Data for processing ->
____________

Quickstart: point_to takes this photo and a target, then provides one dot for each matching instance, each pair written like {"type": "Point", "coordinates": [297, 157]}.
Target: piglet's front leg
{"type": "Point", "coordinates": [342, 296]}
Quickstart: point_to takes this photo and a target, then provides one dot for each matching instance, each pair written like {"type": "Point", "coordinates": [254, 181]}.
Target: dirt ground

____________

Exercise prompt -> Reproduce each of the items above word for word, with every line unchanged.

Solution ->
Quickstart: point_to takes this photo and a target, then provides one dot for each matching instance, each pair written like {"type": "Point", "coordinates": [297, 157]}.
Target: piglet's front leg
{"type": "Point", "coordinates": [342, 296]}
Quickstart: point_to takes this photo and a target, then provides one dot for each matching instance, each pair written like {"type": "Point", "coordinates": [254, 181]}.
Target: dirt ground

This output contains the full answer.